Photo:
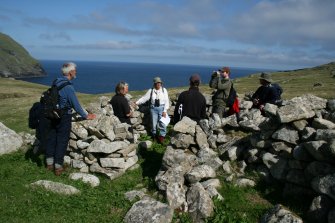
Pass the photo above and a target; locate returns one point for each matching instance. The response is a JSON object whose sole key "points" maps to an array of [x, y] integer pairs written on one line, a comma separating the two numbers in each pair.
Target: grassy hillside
{"points": [[16, 60], [106, 203]]}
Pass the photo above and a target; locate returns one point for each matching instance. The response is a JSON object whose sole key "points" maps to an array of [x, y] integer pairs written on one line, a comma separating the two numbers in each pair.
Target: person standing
{"points": [[159, 104], [221, 82], [59, 129], [266, 93], [191, 103], [120, 103]]}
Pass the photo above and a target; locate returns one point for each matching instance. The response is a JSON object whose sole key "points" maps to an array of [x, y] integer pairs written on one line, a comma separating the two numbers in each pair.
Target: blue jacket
{"points": [[68, 98]]}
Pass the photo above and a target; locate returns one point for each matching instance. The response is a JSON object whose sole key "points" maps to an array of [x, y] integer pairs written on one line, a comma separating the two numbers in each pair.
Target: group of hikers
{"points": [[190, 103]]}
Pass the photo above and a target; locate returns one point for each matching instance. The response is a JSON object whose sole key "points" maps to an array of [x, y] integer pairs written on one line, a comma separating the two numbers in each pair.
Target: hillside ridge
{"points": [[15, 60]]}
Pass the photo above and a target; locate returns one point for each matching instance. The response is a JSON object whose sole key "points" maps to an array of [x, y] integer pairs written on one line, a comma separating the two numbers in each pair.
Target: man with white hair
{"points": [[59, 129]]}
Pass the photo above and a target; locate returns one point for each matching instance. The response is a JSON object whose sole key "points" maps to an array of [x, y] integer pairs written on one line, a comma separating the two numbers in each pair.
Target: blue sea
{"points": [[102, 77]]}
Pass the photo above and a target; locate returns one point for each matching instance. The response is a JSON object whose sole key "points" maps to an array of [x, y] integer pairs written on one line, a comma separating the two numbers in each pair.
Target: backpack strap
{"points": [[63, 85], [152, 89]]}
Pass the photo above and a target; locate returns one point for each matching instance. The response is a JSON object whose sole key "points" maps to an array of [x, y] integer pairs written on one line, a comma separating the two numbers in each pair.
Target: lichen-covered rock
{"points": [[149, 211], [280, 214], [10, 141]]}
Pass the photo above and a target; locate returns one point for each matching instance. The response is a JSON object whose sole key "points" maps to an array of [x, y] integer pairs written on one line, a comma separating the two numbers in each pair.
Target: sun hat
{"points": [[225, 69], [195, 78], [266, 77], [157, 80]]}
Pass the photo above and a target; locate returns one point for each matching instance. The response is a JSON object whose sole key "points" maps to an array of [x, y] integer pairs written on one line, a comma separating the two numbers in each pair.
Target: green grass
{"points": [[106, 203]]}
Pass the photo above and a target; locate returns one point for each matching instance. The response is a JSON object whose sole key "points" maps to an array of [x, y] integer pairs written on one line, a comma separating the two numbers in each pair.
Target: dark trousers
{"points": [[58, 138]]}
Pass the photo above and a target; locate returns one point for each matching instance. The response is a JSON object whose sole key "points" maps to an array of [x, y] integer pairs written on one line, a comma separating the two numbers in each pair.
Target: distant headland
{"points": [[15, 60]]}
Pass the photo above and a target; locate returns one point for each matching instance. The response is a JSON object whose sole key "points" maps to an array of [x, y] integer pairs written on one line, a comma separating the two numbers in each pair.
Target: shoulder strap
{"points": [[152, 89], [63, 85]]}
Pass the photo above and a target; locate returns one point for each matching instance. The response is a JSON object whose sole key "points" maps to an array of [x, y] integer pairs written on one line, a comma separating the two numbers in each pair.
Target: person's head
{"points": [[157, 83], [121, 88], [69, 70], [265, 78], [195, 80], [225, 72]]}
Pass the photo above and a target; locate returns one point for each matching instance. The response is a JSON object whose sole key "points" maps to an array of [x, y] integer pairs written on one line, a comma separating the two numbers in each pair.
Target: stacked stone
{"points": [[294, 144], [187, 175], [104, 145]]}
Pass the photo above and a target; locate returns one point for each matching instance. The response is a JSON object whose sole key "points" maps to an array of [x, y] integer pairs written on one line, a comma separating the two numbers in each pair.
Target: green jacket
{"points": [[222, 87]]}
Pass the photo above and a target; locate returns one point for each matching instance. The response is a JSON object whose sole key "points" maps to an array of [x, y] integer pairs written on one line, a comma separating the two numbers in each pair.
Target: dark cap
{"points": [[225, 69], [157, 80], [266, 77], [195, 78]]}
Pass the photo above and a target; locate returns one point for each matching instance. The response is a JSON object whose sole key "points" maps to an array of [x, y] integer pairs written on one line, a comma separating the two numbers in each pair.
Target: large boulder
{"points": [[149, 211], [294, 112], [280, 214]]}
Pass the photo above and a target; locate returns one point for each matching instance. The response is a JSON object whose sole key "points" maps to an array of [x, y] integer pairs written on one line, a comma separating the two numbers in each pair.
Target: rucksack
{"points": [[50, 101], [279, 90], [231, 97], [34, 115]]}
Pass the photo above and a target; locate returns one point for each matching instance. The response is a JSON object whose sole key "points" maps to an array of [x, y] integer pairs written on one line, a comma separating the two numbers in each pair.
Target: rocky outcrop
{"points": [[56, 187], [15, 61]]}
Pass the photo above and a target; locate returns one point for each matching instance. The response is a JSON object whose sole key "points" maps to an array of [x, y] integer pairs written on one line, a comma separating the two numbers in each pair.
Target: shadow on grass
{"points": [[34, 157], [152, 161], [297, 201]]}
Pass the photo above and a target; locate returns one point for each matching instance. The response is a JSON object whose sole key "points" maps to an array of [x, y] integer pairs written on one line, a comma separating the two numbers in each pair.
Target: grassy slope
{"points": [[19, 203], [8, 47]]}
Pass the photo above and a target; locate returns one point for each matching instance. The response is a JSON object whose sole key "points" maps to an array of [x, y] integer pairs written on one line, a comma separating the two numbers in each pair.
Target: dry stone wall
{"points": [[293, 144]]}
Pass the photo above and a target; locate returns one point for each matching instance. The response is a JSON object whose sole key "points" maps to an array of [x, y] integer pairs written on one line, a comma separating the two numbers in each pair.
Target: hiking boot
{"points": [[161, 139], [59, 171], [50, 167]]}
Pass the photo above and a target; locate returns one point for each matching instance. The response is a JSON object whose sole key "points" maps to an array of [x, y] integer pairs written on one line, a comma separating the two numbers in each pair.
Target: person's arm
====================
### Exercise description
Reproduce the whole listing verbatim. Pictures stay out of the copy.

### Task answer
Photo:
Pass the photo above and a target; locate returns one point for each matching instance. The response is a JSON object whose sole key "points" maps to an array of [x, y] integer pairs written on one line, a comma separating the two numbers in each pair.
Target: grassy hillside
{"points": [[16, 60], [106, 203]]}
Pass the photo above and a target; locate returns one point for each matching instance. The response is a JSON object whose sole key "points" maps to an array of [x, y] integer pairs written on one line, a comma separating the two numbers in each pair.
Target: person standing
{"points": [[159, 104], [221, 82], [59, 129], [266, 93], [191, 103], [120, 103]]}
Pass the photo above and a target; locate returns one point for each matching instance. The response is a JSON object whose sole key "points" maps to an array of [x, y] integer pairs written on one line, a comma separating the two numbers in each pair.
Target: blue jacket
{"points": [[68, 98]]}
Pass the photo above and a target; locate returns one point for each matching instance. The response is a JSON object whose sole key "points" maps to an array of [x, y] integer pairs written on one line, a comma separating the two numbers in each pair.
Target: group of hikers
{"points": [[190, 103]]}
Pass the photo above and a target; locate returns one point for each matching instance. The response is a JSON object whose sole key "points" maps to an array of [x, y] integer pairs written on one line, a comma separating the two numbers in each pair.
Target: hillside ridge
{"points": [[15, 60]]}
Pass the photo above and a target; locate returns one point for each matching instance. The response is a JSON object whose sole key "points" maps to an array of [x, y] integer pairs written on one line, a comma separating the two numbers in each pair.
Target: man with white hair
{"points": [[59, 129]]}
Pass the photo above and a target; locate returns one point for each matching instance. The response is a JSON object whose sole key "points" maps to an array of [x, y] integer pairs written on one line, a comma separating the two numbers in each pair.
Target: blue sea
{"points": [[102, 77]]}
Pass the photo above and a target; locate returns one point for each matching instance. The response is a JSON object whose sole key "points" maps to an array of [x, y] integer pairs written on one line, a comma separating the two numbers in each pair.
Target: backpack strap
{"points": [[63, 85], [152, 89]]}
Pass the photo above and a target; locate returns one point for each matching instance. The response is a JSON object whose sole key "points" maps to an array of [x, y] integer pairs written on one line, a comma separating the two numbers in each pair.
Target: lichen-covered rock
{"points": [[149, 211], [280, 214], [10, 141]]}
Pass the photo above and a target; locate returns one point for each matching instance. The response is a JSON object whose sole key "points" maps to an array of [x, y] integer pairs written on one line, a comma separating the two numbers in each pair.
Target: sun hat
{"points": [[225, 69], [195, 78], [266, 77], [157, 80]]}
Pass the photo above and a target; locate returns one point for each matching instance. The response is a JSON object whose sole key "points" maps to an array of [x, y] integer pairs written on one line, a comma separating the two numbers in each pair.
Target: green grass
{"points": [[106, 203]]}
Pass the photo above and a target; locate returns one point for each matching instance. The response is a JSON object whose sole key "points" maps to an array of [x, y] integer pairs written on one line, a comma separating the two numbers in each pair.
Target: dark trousers
{"points": [[58, 138]]}
Pass the photo above and a target; locate returns one point for each matching instance. The response is a JSON object whose sole key "points" maps to an array of [x, y] integer pairs written on one line, a comma separating the two numbers in each pair.
Target: distant headland
{"points": [[15, 60]]}
Pass the photo above and a target; locate returns one point for each matching instance. The response is a JSON object whose sole key "points" maps to an array of [x, y] integer pairs written on one line, a comma separating the two numbers in each pair.
Target: shoulder strap
{"points": [[152, 89], [63, 85]]}
Pass the photo above and a target; locate returns one point for each matching instance. The response is a JSON object whose sole key "points" maps to an array of [x, y] integer pairs written on one line, a comma separating the two numbers in each pair.
Target: person's head
{"points": [[157, 83], [121, 88], [69, 70], [265, 78], [195, 80], [225, 72]]}
Pass the photo above and a target; locate returns one point for each matching instance. The response is a JSON object whose sole key "points" maps to an array of [x, y] integer pairs written on one line, a comma separating the two numbers in each pair.
Target: stacked stone
{"points": [[294, 144], [187, 175], [104, 145]]}
Pass the photo above and a target; locate returns one point for each matching instance. The response is a JSON object whose sole key "points" maps to an array of [x, y] integer pairs written on one line, a comma separating the two numbers in each pair.
Target: green jacket
{"points": [[222, 87]]}
Pass the photo above and a target; locate returns one point for each matching instance. The response is a JSON object whose sole key "points" maps to an array of [x, y] integer pairs written on one line, a comma separating the two numbers in each pair.
Target: dark cap
{"points": [[225, 69], [157, 80], [266, 77], [195, 78]]}
Pass the photo above and a target; locate returns one point for each matching instance. The response is a JSON object whose sole key "points" maps to an array of [x, y] integer pairs written on one line, a comma separating the two numbers in each pair.
Target: large boulder
{"points": [[149, 211], [294, 112], [280, 214]]}
Pass the photo above and a target; locate returns one point for each matching instance. The response is a JSON object whose sole key "points" maps to an array of [x, y] integer pairs written on one line, a comma separating the two numbers in each pair.
Target: rucksack
{"points": [[50, 101], [279, 90], [231, 97], [34, 115]]}
Pass the photo above and a target; locate returns one point for each matching instance. The response is a JSON object whose sole key "points" maps to an array of [x, y] integer pairs written on one line, a comma separating the two numbers in each pair.
Target: rocky outcrop
{"points": [[56, 187], [15, 61]]}
Pass the photo above and a target; locate returns one point for each matching instance. The response is a JSON object whose sole key "points" maps to an array of [x, y] integer pairs written on one line, a comma separating the two numbers in each pair.
Target: shadow on grass
{"points": [[34, 157], [152, 161], [297, 201]]}
Pass the photo above and a target; locate returns one point for each matching instance. The response is a JSON object whose sole key "points" maps to an array of [x, y] integer pairs written on one line, a comma separating the two numbers in each pair.
Target: grassy slope
{"points": [[19, 203], [8, 47]]}
Pass the photo above and a target; locate returns one point for each matching instance. The response is a JSON object whose sole key "points" maps to an array of [x, y] integer pairs written on one line, a comma separating the two numbers in each pair.
Target: dry stone wall
{"points": [[293, 144]]}
Pass the photo above and a target; locate returns one point for each matching instance. The response is a JSON object whose sole key "points" maps to an array of [x, y] integer pairs written on one line, a comma separating the two numbers in each pair.
Target: hiking boot
{"points": [[161, 139], [59, 171], [50, 167]]}
Pass the photo above and a target; locate returns one point for each matching instance. The response is a JSON object whose sole key "points" maps to an array of [x, y] integer pairs written on one line, a comma separating the two numbers in each pair.
Target: person's arm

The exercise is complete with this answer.